QUOTED PASSAGE:
------------------------------------------------

The fair value of investment property is disclosed in Note 17.
Goodwill arising from business combinations and reflected in consolidation, represents the excess of the value of the consideration transferred plus the amount of any non-controlling interest over the net identifiable assets acquired and liabilities assumed, measured at fair value at the date of acquisition of the subsidiary. During the measurement period of the business combination, goodwill may be adjusted as a result of changes in the provisional amounts recognized for the assets acquired and liabilities assumed (see Note 2.7.1).
Goodwill arising from acquisition of companies with functional currencies other than the functional currency of the Parent is measured in the functional currency of the acquiree and translated to Chilean peso using the exchange rate effective as of the date of the statement of financial position.
After initial recognition, goodwill is not amortized, but rather, at the end of each accounting period, or when there are indications thereof, an impairment test is performed to determine whether any impairment has occurred that reduces its recoverable value to an amount lower than the recorded net cost, and if this is the case, the impairment is recorded in the statement of income for the period (see Note 3.e).
Intangible assets are initially recognized at their acquisition cost or production cost, and are subsequently measured at their cost, net of their accumulated amortization and impairment losses experienced.
Intangible assets are amortized on a straight-line basis over their useful lives starting from the time they are in use, except for those assets with indefinite useful lives, for which amortization is not applicable. As of December 31, 2020 and 2019, intangible assets with indefinite useful lives amounted to ThCh$14,605,574 and ThCh$16,455,724, respectively, mainly related to easements and water rights.
An intangible asset is derecognized when it is sold or otherwise disposed of, or when no future economic benefits are expected from its use, sale or other disposal.
Gains or losses arising from sales of intangible assets are recognized in profit or loss for the period and determined as the difference between the amount of the sale and the carrying amount of the asset.
The criteria for recognizing impairment losses on these assets and, if applicable, recoveries of impairment losses recorded in prior periods are explained in letter e) of this Note below.
The Group recognizes the costs incurred in a project’s development phase as intangible assets in the statement of financial position as long as the project’s technical feasibility and future economic benefits have been demonstrated.

------------------------------------------------

WHAT TO WORK ON:
Answer from the goodwill and intangible assets text:
(a) In which note is the fair value of investment property disclosed?
(b) Goodwill from acquiring a company with a different functional currency is translated into which currency?
(c) What amount did intangible assets with indefinite useful lives reach as of December 31, 2020?

------------------------------------------------

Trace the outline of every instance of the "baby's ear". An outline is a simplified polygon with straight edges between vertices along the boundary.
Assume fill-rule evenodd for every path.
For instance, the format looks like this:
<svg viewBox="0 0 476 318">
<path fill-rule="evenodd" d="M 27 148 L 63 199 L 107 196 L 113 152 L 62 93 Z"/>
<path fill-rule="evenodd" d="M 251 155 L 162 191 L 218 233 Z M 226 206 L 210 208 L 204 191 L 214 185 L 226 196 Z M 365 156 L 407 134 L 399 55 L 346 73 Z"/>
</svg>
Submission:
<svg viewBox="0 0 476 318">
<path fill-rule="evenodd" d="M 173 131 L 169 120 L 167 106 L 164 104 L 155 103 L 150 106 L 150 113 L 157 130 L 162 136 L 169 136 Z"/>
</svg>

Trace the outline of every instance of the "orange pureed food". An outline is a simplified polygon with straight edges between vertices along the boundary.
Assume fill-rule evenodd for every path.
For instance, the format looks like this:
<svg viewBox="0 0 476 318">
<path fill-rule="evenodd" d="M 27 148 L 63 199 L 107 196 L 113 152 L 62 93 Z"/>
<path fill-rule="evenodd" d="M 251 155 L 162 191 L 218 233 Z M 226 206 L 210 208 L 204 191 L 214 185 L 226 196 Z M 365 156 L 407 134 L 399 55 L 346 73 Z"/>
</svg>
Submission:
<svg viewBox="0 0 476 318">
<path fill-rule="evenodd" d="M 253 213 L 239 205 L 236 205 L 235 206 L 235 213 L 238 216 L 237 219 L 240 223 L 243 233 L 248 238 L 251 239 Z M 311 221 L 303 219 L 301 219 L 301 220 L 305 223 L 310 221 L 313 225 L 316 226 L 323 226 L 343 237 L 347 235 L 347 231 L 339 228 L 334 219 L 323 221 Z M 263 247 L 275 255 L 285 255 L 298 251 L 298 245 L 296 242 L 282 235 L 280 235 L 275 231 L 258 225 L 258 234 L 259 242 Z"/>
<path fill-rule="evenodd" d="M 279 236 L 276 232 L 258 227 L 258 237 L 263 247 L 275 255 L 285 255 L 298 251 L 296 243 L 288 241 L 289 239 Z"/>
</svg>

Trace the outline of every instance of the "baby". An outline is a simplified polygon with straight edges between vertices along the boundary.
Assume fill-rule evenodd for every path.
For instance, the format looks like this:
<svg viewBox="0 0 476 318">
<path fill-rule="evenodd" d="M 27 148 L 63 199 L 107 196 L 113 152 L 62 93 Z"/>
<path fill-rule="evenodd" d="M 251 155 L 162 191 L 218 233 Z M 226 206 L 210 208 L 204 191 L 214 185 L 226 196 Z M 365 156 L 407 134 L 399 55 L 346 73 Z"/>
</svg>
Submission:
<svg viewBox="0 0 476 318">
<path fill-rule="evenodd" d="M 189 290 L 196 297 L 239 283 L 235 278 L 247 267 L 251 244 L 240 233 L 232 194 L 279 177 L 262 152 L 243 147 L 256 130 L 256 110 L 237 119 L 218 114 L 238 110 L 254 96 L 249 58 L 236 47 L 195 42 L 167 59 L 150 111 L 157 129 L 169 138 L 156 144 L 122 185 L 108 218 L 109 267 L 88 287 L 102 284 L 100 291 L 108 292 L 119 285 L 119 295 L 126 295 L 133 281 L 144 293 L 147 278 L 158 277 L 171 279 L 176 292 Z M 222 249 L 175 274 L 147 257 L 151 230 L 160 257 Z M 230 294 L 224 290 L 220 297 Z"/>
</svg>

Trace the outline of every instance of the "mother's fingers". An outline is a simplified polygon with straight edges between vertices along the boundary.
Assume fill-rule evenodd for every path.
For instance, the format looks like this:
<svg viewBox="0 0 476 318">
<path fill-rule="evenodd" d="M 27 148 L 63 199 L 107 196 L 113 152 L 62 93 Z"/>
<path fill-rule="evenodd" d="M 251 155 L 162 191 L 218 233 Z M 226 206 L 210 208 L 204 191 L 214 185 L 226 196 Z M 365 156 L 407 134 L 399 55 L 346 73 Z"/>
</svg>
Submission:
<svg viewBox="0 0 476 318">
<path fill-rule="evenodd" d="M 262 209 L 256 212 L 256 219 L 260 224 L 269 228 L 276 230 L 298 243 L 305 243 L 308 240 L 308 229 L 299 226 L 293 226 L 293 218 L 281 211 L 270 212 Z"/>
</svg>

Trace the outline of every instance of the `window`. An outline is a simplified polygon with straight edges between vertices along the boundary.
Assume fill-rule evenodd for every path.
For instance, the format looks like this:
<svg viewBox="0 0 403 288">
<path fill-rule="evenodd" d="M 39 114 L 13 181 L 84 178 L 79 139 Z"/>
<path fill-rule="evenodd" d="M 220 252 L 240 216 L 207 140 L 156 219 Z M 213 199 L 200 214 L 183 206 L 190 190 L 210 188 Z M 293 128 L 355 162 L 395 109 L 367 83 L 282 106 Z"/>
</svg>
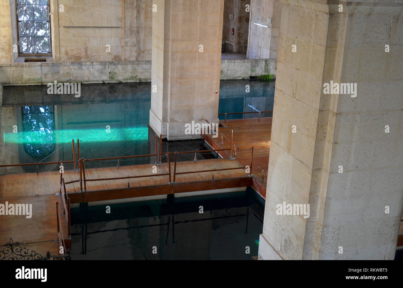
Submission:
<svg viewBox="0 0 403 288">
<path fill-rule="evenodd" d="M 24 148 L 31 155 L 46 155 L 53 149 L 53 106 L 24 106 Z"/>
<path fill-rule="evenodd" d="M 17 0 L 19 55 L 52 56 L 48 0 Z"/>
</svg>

------------------------------------------------

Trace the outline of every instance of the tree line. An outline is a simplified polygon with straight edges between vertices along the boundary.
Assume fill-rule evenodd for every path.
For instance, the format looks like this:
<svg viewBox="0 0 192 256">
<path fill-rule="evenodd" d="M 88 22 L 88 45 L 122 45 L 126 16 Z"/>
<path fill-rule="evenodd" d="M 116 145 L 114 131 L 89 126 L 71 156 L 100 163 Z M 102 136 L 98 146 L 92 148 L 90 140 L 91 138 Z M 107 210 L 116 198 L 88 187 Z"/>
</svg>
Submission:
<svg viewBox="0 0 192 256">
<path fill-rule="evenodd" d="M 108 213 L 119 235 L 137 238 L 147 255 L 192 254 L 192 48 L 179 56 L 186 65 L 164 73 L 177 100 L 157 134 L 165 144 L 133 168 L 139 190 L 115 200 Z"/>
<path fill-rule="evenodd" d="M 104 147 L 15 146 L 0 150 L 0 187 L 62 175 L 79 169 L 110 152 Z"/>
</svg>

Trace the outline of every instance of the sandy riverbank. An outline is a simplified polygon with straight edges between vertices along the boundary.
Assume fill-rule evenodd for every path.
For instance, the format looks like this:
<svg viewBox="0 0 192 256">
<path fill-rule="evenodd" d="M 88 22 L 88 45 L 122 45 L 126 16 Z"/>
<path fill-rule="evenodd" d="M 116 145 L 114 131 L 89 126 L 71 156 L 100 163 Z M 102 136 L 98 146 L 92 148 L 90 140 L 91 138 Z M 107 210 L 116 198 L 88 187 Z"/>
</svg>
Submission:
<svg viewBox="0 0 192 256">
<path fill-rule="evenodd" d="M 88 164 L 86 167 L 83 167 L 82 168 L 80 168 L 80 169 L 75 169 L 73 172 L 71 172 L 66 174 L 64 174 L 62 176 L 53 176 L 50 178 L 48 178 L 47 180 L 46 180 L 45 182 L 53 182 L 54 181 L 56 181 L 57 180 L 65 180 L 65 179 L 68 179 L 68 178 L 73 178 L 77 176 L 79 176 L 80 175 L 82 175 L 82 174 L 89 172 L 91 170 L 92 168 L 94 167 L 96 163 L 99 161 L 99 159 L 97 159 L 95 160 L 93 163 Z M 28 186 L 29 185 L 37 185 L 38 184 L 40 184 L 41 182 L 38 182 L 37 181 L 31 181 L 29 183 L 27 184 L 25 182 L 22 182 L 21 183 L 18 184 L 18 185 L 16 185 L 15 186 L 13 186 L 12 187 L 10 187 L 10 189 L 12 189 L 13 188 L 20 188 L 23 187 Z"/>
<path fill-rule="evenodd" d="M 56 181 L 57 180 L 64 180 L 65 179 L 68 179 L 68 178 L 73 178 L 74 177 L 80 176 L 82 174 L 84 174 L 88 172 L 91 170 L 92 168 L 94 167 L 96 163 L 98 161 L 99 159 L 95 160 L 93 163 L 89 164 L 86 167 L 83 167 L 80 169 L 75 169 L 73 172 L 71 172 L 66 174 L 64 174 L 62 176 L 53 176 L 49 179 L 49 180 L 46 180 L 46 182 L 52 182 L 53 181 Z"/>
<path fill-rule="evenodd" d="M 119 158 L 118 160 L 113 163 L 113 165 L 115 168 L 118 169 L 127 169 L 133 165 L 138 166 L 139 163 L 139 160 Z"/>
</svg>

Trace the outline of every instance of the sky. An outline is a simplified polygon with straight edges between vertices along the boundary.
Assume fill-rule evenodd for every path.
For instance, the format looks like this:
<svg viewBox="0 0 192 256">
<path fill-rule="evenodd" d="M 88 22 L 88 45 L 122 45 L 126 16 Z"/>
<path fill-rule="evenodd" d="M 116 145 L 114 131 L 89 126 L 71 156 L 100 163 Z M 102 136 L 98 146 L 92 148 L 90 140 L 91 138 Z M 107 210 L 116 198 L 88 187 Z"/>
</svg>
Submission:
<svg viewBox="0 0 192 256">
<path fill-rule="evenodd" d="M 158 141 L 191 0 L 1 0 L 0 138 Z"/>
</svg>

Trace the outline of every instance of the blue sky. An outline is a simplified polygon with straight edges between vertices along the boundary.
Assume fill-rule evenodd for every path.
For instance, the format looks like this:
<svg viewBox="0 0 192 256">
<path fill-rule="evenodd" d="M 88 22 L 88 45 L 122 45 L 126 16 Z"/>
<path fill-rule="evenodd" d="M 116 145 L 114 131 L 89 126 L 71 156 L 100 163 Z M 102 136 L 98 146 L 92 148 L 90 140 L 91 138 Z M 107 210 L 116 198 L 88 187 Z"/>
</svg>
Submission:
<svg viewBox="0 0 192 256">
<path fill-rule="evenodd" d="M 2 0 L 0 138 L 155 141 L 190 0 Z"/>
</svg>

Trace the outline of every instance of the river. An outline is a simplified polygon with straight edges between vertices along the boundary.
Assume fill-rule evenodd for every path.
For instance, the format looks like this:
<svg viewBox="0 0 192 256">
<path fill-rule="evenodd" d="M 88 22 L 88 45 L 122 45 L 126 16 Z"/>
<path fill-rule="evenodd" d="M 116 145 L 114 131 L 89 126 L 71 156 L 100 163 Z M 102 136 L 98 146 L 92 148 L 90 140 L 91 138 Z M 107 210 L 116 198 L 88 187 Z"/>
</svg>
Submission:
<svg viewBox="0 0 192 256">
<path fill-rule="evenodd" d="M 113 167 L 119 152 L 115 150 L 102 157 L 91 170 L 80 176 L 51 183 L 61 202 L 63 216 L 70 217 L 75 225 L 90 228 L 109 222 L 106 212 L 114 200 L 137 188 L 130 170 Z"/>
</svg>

------------------------------------------------

ANSWER SPACE:
(a) Note 17.
(b) Chilean peso.
(c) ThCh$14,605,574.